Stated exercise a: Output the lines of the records from the one containing "is the hazy" through the one containing "top-left (0, 204), bottom-right (800, 599)", inclusive, copying each line exactly.

Text provided:
■ ■ ■ ■ ■

- NaHyun Kate Park
[EN] František Kupka: A free and lonely pioneer of abstraction
최종 수정일: 2020년 4월 7일
František Kupka: A free and lonely pioneer of abstraction
NaHyun Kate Park

František Kupka (1871-1957) was highly respected by his peers; Max Bill saw him as the initiator of geometric abstraction. But aloof and independent, he has always been sidelined, which had the consequence of placing him away from a certain historiography of modernity. After his début as a symbolist and expressionist, he made a leap towards abstraction in 1912 and produced non-figurative works of astonishing beauty, finesse and poetry, starting with his two famous Amorpha. Nothing stopped Kupka from his quest for a new art that was capable of transforming man and the world. Yet he must wait until the 1930s, and more precisely 1936, for the first institutional recognition in the United States. Kupka was invited by Alfred Barr to participate in the exhibition "Cubism and Abstraction" at the MoMA in New York. The same year, he also exhibited at Jeu de Paume with his compatriot Alfons Mucha. The reception was rather mixed.
It is not until 1975 for a first major retrospective at the Solomon R. Guggenheim Museum in New York and the Kunsthaus in Zurich, then 1989 for that of Paris, at the Museum of Modern Art of the City of Paris, before the big demonstration that was currently held at the Grand Palais and trying to restore his place to this virtuoso of color. Still, in 2013, he continued to occupy a rather marginal place, in comparison with other abstract artists, in the exhibition "Inventing Abstraction" held at the MoMA.

■ ■ ■ ■ ■

Entries:

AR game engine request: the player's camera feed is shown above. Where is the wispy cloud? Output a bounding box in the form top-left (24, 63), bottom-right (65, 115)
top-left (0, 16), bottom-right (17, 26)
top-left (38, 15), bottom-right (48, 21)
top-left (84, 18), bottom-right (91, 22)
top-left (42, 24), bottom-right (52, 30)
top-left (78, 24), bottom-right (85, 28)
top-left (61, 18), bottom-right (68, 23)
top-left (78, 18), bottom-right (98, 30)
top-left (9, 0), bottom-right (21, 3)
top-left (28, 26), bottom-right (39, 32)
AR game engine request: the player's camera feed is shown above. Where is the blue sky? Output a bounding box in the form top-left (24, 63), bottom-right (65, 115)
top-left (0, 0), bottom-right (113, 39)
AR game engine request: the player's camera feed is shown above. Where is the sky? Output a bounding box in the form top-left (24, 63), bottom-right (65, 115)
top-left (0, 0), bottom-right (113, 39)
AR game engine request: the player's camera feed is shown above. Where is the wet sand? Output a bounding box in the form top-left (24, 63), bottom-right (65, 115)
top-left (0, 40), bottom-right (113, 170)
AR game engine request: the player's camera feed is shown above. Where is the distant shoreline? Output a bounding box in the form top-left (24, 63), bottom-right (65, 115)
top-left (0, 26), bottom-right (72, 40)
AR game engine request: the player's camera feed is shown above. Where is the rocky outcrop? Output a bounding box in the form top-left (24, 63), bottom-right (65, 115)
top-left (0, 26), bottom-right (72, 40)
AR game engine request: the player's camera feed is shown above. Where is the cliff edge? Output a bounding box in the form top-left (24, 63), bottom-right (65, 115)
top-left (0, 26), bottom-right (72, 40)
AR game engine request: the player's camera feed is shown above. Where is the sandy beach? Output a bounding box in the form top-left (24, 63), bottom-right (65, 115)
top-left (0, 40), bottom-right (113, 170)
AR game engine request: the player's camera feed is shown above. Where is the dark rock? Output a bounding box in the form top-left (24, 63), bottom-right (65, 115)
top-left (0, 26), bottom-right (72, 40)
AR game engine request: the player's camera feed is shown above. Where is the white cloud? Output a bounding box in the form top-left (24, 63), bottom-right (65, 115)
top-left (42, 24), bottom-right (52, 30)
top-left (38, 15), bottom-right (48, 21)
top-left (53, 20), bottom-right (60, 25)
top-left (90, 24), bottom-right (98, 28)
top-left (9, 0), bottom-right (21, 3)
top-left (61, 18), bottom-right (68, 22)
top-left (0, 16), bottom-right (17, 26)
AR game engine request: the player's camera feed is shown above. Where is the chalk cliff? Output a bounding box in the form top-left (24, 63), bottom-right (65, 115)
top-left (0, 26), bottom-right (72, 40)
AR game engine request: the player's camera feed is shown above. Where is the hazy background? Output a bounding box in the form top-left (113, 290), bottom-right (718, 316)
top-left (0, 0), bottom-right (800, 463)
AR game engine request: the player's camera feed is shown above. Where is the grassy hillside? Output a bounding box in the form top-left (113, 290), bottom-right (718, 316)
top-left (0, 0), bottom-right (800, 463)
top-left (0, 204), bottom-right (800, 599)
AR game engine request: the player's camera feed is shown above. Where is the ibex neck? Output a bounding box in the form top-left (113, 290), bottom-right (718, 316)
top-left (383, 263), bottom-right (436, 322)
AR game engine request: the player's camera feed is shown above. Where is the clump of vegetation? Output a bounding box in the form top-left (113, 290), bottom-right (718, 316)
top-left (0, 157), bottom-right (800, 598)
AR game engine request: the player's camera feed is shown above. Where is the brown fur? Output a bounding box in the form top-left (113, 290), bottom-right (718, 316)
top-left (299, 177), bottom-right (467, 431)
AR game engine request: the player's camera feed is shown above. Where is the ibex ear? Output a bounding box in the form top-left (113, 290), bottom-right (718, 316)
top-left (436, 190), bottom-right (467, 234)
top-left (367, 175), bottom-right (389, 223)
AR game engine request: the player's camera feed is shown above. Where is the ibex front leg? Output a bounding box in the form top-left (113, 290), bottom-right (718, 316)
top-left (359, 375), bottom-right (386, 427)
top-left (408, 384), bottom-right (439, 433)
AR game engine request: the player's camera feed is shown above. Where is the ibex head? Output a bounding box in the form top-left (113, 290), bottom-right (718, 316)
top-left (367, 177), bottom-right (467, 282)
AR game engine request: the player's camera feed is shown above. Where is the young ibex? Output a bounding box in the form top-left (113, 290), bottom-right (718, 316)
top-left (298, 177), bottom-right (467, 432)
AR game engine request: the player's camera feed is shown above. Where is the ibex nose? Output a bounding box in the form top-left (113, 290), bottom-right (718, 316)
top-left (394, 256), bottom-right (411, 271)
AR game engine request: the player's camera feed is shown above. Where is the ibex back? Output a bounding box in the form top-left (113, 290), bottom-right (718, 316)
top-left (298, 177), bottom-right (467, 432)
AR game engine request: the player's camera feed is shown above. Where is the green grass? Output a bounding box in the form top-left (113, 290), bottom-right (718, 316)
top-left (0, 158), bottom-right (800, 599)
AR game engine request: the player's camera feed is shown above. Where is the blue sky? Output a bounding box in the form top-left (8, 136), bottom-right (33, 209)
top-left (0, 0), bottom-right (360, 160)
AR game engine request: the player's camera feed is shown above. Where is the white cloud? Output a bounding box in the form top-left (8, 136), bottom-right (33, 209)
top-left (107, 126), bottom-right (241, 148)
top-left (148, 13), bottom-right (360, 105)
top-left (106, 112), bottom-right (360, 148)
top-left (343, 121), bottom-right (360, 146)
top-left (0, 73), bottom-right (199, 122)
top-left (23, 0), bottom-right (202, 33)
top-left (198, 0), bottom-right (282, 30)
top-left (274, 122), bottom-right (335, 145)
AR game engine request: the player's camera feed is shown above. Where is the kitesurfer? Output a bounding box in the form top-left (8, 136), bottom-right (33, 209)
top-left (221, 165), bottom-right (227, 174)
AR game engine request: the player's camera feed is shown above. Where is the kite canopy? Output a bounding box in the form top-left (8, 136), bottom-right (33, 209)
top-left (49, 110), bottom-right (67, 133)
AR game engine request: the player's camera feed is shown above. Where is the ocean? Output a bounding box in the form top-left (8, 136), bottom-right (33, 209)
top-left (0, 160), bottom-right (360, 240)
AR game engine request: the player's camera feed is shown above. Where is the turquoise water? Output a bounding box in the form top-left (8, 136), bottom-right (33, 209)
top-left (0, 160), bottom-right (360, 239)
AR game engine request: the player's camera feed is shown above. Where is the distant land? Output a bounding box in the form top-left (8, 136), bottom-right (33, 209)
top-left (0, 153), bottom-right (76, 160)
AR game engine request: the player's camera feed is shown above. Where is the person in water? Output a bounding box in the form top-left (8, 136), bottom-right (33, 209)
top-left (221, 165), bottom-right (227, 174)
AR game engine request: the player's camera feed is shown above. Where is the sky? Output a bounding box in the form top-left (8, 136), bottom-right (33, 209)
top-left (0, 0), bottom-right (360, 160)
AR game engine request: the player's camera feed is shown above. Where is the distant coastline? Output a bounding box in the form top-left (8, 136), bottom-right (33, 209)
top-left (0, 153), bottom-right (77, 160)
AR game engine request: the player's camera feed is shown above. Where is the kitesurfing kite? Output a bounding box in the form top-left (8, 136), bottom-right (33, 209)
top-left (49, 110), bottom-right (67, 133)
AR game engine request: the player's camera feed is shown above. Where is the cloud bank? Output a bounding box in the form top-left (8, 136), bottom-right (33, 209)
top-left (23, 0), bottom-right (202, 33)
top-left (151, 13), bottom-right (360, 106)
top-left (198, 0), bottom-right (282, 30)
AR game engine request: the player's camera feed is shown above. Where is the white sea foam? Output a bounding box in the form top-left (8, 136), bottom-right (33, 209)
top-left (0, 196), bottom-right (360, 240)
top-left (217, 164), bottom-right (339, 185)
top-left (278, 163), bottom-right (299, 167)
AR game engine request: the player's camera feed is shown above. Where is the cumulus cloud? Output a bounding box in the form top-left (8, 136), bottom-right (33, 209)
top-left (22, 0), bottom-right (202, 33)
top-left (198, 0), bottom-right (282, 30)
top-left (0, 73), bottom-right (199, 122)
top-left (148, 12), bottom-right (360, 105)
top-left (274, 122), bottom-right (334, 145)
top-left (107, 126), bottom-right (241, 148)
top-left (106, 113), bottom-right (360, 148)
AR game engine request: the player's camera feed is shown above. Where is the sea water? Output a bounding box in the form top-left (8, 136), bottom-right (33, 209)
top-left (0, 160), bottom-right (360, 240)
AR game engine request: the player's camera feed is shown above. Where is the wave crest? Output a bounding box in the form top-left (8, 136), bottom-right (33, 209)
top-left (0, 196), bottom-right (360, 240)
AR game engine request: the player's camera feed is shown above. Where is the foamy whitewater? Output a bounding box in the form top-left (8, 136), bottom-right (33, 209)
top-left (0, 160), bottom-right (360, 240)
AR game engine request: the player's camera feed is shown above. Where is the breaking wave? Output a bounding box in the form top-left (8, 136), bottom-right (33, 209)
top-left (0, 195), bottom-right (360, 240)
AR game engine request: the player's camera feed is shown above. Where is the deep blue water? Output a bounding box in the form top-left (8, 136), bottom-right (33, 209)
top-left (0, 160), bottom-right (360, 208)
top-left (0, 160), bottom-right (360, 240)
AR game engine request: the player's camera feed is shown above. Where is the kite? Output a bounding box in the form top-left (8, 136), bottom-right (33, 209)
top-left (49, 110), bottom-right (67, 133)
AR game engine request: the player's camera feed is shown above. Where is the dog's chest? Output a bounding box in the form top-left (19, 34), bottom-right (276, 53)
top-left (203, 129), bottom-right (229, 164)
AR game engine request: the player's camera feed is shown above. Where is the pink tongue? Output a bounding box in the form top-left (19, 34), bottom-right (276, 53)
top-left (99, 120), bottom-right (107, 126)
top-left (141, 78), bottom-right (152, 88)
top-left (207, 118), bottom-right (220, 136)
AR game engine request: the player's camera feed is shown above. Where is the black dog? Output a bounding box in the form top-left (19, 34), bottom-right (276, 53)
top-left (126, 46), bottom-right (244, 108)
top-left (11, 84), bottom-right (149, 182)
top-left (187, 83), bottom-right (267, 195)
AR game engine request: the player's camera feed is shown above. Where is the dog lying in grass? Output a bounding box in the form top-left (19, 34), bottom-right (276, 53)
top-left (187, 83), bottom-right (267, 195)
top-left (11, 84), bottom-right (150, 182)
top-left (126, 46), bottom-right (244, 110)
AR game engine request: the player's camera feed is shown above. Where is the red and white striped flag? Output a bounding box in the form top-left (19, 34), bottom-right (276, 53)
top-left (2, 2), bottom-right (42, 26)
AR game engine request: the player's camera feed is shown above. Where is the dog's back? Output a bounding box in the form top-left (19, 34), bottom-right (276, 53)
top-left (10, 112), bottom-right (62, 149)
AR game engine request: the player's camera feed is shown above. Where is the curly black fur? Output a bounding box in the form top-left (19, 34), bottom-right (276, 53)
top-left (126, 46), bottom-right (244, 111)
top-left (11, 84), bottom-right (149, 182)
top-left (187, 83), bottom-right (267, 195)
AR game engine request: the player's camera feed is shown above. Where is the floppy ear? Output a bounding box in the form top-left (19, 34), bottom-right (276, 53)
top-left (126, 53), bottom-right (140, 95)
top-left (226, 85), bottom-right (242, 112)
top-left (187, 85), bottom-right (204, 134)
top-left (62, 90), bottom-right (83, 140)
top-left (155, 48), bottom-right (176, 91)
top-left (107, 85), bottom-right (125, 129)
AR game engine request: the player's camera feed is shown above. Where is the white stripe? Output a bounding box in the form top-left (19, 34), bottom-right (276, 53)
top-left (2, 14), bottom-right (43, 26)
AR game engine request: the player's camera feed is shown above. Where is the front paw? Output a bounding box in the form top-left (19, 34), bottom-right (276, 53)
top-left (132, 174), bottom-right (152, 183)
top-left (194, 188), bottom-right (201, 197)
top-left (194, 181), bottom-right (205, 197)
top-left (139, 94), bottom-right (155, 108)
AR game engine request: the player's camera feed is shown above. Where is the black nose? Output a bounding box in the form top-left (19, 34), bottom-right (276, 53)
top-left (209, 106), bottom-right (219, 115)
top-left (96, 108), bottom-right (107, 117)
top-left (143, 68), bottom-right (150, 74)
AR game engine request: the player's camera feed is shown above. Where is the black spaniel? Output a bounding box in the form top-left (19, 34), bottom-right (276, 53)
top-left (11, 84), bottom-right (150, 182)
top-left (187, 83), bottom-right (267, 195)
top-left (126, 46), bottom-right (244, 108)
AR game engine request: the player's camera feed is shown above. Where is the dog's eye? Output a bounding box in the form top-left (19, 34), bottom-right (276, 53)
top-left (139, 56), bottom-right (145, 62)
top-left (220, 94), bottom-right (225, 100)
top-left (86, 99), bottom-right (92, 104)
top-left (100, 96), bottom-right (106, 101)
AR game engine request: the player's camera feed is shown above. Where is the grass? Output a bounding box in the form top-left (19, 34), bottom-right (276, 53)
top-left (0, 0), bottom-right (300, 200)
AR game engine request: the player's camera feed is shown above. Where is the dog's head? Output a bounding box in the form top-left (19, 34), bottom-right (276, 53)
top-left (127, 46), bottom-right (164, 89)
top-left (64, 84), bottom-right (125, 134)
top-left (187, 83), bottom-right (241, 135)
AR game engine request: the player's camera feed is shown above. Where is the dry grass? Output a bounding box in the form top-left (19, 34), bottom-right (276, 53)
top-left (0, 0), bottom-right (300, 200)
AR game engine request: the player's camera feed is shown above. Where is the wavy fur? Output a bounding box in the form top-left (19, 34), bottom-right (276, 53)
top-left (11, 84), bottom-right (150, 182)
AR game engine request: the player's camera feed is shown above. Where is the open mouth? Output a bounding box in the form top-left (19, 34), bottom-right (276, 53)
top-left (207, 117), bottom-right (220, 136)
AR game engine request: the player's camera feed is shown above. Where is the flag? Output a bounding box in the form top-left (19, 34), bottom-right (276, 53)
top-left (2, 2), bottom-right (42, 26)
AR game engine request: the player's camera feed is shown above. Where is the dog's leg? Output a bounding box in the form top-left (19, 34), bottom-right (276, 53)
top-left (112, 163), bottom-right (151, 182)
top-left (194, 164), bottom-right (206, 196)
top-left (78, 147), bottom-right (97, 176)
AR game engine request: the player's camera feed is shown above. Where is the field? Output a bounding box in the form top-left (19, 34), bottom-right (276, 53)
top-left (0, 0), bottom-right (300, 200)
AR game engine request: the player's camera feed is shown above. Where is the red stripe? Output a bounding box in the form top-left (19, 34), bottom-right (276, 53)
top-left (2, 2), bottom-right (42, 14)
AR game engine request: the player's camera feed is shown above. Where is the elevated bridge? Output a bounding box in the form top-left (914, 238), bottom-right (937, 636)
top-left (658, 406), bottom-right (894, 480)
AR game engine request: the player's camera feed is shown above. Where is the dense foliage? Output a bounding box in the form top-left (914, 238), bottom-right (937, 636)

■ ■ ■ ■ ■

Stated exercise b: Summarize the text on František Kupka in two sentences.

Correct answer a:
AR game engine request: the player's camera feed is shown above. Where is the hazy background? Output a bounding box in the form top-left (113, 290), bottom-right (718, 316)
top-left (0, 0), bottom-right (800, 463)
AR game engine request: the player's camera feed is shown above. Where is the grassy hillside? Output a bounding box in the form top-left (113, 290), bottom-right (718, 316)
top-left (0, 0), bottom-right (800, 463)
top-left (0, 204), bottom-right (800, 599)

Correct answer b: František Kupka was highly respected by his peers, and Max Bill saw him as the initiator of geometric abstraction, but being aloof and independent he was sidelined, even after his 1912 leap from symbolism and expressionism into abstraction. His first institutional recognition in the United States came in 1936 with MoMA's "Cubism and Abstraction," major retrospectives followed in 1975 and 1989, and in 2013 he still held a rather marginal place in MoMA's "Inventing Abstraction."